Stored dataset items

◆ ◆ ◆

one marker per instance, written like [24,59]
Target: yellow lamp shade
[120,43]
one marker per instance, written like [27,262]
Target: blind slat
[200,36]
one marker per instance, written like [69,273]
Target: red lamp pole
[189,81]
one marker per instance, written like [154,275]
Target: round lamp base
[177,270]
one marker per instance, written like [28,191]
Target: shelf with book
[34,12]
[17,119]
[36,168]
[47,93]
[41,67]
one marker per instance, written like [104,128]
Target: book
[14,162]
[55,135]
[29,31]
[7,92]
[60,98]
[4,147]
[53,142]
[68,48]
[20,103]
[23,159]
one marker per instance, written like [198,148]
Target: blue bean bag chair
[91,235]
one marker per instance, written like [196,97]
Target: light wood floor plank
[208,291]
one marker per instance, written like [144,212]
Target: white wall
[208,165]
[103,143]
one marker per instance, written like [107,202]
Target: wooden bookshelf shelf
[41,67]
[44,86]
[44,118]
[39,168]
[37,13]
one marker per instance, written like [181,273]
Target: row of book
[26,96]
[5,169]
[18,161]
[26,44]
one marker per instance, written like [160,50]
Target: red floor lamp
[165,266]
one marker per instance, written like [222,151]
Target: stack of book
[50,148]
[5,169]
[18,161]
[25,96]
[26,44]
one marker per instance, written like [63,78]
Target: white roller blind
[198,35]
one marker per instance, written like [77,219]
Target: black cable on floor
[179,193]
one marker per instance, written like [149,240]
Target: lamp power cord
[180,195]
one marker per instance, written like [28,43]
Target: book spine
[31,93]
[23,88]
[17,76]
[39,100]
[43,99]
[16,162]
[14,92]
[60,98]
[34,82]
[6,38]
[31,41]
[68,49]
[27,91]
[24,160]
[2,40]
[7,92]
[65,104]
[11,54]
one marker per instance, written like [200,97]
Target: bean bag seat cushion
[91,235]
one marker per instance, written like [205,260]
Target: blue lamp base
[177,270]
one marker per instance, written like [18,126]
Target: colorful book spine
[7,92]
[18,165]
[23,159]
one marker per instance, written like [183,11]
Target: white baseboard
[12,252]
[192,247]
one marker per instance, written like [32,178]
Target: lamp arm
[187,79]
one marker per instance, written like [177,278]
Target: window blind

◆ ◆ ◆

### Task goal
Rewrite all of the data above, putting "one point per instance" wherever "one marker per instance" appears and leaving everything else as it is.

### The solution
one point per instance, written like [24,59]
Target: yellow lamp shade
[120,43]
one point per instance, written like [27,262]
Target: blind slat
[200,36]
one point per instance, written like [69,273]
Target: red lamp pole
[189,81]
one point per instance, written like [154,275]
Target: round lamp base
[177,270]
one point per instance, written like [28,191]
Target: shelf with book
[34,12]
[17,119]
[36,168]
[47,93]
[41,67]
one point per instance, written like [104,128]
Target: book
[14,162]
[55,135]
[29,31]
[7,92]
[60,98]
[4,147]
[53,142]
[68,48]
[20,103]
[23,159]
one point per instance, written like [198,148]
Target: blue bean bag chair
[91,235]
one point per instance, written like [196,97]
Target: light wood floor plank
[208,291]
one point per instance, written like [144,212]
Target: white wall
[208,165]
[103,143]
one point per instance, written like [107,202]
Target: wooden bookshelf shelf
[41,67]
[44,86]
[44,118]
[39,168]
[37,13]
one point per instance, written like [181,273]
Target: row of book
[26,96]
[5,169]
[18,161]
[26,44]
one point per instance, written like [160,50]
Target: red floor lamp
[165,266]
one point per instance, written like [222,151]
Target: stack of book
[50,148]
[5,169]
[18,161]
[25,96]
[26,44]
one point per instance, written like [63,78]
Target: white roller blind
[198,35]
one point per instance, written like [77,219]
Target: black cable on floor
[179,193]
one point per instance, written like [149,240]
Target: lamp power cord
[180,195]
one point per instance, written like [28,43]
Target: book spine
[31,93]
[23,88]
[17,76]
[39,100]
[43,99]
[16,162]
[14,92]
[60,98]
[34,82]
[6,38]
[31,41]
[68,49]
[27,91]
[24,160]
[2,40]
[7,92]
[65,104]
[11,54]
one point per instance, written like [200,97]
Target: bean bag seat cushion
[91,235]
one point per instance, written like [205,260]
Target: blue lamp base
[177,270]
one point per instance, written like [18,126]
Target: colorful book spine
[7,92]
[18,165]
[23,159]
one point per instance, written like [183,11]
Target: white baseboard
[12,252]
[192,247]
one point per instance, written like [32,178]
Target: lamp arm
[187,79]
one point per instance, written like [177,278]
Target: window blind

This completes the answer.